Introduction to Open Source Intelligence (OSINT)

Introduction to Open Source Intelligence (OSINT)

Note: Much of the below information is summarized from OSINT Combine’s course “Trace Labs OSINT Foundations Course”. Much credit goes to Chris Poulter’s expertise! Check out their website and partners the sources

Open Source Intelligence (OSINT) is a way of searching for information on only publicly available sources (open source). While this may seem to be the same way everyone searches for information, there are many tools and methodologies that can be used to enhance your research capabilities. This post will dive into a few of the basic ways in which you can improve your current skills and expose you to new resources to get you started on the path to OSINT.

Table of Contents

Advanced Google Searching

Google Dorks

Google Dork Query (or just a Google Dork) is a way of using Google’s search features in an advanced way, allowing you to add parameters to specify your search results.

The first way to narrow down your results is by adding a query to your search. Here is a table with all of the different types of Google queries along with examples on how to use them. Don’t forget, you can have multiple queries in the same search to get even better results: Google Query Cheat Sheet

  • The boolean operators (the last six entries in the table), can often be used the same way in other search engines and applications

Date Range

Google has a feature called “Tools” that allows you to specify how recent you want your results to be, and additionally has a “Custom” option to specify a date range. Google Tool GUI However, if we want to have this same feature with more control, then we can use the after and before queries. To use them, follow this syntax:

  • after:year/month/day
    • Ex: osint after:2021/08/16 - to search for results related to osint published AFTER August 16th, 2021
  • before:year/month/day
    • Ex: osint before:2021/08/16 - to search for results related to osint published BEFORE August 16th, 2021

We can even combine the two queries together to specify a date range: Google Query Date Range

  • This search would find results related to “OSINT” between the range of June 1st, 2020 and January 1st, 2021

Icon Searching

Often times, certain types of information are accompanied by icons, and Google actually allows us to search by icons. It’s as simple as copy pasting the icon you want into the search bar. A good place to look for common icons is on Alt-Codes.net. This site stores lots of different icons that you can copy into the search bar.
- - -
**EXERCISE GOAL**
Continue the OSINT introduction, picking up after its final sentence about Alt-Codes.net. You can leave the lines that come next aside.

**DATA EXCERPTS**
- - -
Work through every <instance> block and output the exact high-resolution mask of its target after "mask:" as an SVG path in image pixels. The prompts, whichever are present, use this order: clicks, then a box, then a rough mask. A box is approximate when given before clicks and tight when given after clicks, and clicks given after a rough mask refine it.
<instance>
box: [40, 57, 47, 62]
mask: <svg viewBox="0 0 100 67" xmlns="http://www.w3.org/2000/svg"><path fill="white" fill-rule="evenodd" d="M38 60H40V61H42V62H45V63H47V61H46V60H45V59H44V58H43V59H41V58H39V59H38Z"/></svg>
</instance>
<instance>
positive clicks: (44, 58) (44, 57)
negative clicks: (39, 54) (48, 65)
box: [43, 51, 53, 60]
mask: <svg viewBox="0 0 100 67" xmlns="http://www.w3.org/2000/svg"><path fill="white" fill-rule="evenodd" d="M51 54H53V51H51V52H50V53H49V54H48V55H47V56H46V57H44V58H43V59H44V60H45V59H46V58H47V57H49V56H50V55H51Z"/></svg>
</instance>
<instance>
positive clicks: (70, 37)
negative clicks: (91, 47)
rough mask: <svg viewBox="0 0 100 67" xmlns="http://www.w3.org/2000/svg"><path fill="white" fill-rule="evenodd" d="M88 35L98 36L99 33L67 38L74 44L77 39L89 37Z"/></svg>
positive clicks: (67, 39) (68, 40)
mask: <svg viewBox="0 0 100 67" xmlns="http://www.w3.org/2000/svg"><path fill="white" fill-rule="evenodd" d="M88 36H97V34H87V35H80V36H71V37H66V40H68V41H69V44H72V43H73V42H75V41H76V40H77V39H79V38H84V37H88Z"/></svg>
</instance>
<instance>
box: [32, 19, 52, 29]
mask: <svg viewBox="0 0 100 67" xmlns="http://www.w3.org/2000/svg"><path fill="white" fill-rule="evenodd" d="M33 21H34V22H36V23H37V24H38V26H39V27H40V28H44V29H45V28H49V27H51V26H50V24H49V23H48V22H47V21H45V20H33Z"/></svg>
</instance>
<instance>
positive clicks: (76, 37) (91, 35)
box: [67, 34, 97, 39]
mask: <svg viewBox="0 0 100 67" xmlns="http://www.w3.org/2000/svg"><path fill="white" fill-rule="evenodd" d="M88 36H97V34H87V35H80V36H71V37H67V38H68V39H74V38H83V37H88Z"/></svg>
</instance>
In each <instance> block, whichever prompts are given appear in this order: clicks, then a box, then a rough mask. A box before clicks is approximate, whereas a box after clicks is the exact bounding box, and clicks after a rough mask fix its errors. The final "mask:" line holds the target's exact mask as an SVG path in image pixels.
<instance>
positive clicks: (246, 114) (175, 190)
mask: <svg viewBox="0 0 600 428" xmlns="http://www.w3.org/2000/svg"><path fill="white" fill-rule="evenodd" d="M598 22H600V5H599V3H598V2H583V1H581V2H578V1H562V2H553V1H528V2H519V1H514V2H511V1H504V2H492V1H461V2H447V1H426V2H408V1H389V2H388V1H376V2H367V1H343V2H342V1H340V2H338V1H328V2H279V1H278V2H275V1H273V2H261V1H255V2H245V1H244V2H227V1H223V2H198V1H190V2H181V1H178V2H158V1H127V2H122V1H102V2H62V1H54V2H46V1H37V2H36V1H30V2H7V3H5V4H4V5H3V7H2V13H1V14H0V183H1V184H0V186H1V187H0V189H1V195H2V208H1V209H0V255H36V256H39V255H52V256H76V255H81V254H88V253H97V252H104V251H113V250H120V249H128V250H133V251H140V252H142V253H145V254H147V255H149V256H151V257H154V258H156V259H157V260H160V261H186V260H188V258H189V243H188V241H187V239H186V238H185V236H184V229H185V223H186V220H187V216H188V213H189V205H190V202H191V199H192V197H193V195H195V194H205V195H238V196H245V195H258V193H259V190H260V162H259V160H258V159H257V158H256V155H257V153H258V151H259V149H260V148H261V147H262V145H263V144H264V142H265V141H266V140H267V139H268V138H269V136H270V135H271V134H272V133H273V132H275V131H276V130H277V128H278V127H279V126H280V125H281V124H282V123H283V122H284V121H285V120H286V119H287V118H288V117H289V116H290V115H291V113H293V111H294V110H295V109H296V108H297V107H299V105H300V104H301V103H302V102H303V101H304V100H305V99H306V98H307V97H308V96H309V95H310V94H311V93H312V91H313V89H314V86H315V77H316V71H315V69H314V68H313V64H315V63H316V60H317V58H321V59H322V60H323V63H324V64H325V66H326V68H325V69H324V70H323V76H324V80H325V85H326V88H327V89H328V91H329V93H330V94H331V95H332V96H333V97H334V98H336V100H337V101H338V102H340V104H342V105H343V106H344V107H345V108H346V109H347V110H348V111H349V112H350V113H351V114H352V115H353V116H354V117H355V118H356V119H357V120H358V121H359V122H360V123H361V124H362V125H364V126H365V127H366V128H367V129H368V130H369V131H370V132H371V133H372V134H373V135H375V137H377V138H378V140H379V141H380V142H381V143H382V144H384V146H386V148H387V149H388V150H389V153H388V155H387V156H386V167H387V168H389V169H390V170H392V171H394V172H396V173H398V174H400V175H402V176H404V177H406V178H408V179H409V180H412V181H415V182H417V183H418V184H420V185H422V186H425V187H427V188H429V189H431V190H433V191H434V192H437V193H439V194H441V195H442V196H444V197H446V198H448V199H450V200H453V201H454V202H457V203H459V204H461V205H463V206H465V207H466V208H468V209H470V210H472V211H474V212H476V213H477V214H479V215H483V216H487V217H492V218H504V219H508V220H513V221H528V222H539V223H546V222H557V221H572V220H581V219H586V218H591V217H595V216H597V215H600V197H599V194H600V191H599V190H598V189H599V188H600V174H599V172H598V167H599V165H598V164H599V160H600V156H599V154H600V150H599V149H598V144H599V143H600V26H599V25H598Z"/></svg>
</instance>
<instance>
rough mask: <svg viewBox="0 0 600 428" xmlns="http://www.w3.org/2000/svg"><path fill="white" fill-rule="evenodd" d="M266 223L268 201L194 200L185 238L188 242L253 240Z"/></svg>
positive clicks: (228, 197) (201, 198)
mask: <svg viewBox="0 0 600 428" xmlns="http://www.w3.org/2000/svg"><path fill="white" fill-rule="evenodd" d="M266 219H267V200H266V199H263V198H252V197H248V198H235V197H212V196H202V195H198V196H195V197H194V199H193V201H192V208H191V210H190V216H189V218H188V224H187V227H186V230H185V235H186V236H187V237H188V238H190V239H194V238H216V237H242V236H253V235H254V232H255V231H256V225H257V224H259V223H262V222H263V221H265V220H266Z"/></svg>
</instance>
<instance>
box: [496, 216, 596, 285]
- - -
**TASK RESPONSE**
To make our searches more advanced, we can combine this feature with our previous queries.

  • Say we wanted to find the contact information for lawyers in New York. We can find common icons for contact info here, and then can make a query like this:

site:linkedin.com/in "lawyer" (☎ OR ☏ OR ✆ OR 📞 OR 📱 OR ℡) AND New York Icon Search Query

Adding/Limiting Displayed Results

Normally, Google limits the number of results shown per page to ten. In some situations it may be more convenient for us to have more or less results. To do this, go to the end of the URL of your search query and add &num=numberOfResults where numberOfResults is an integer number of how many results you want shown per page.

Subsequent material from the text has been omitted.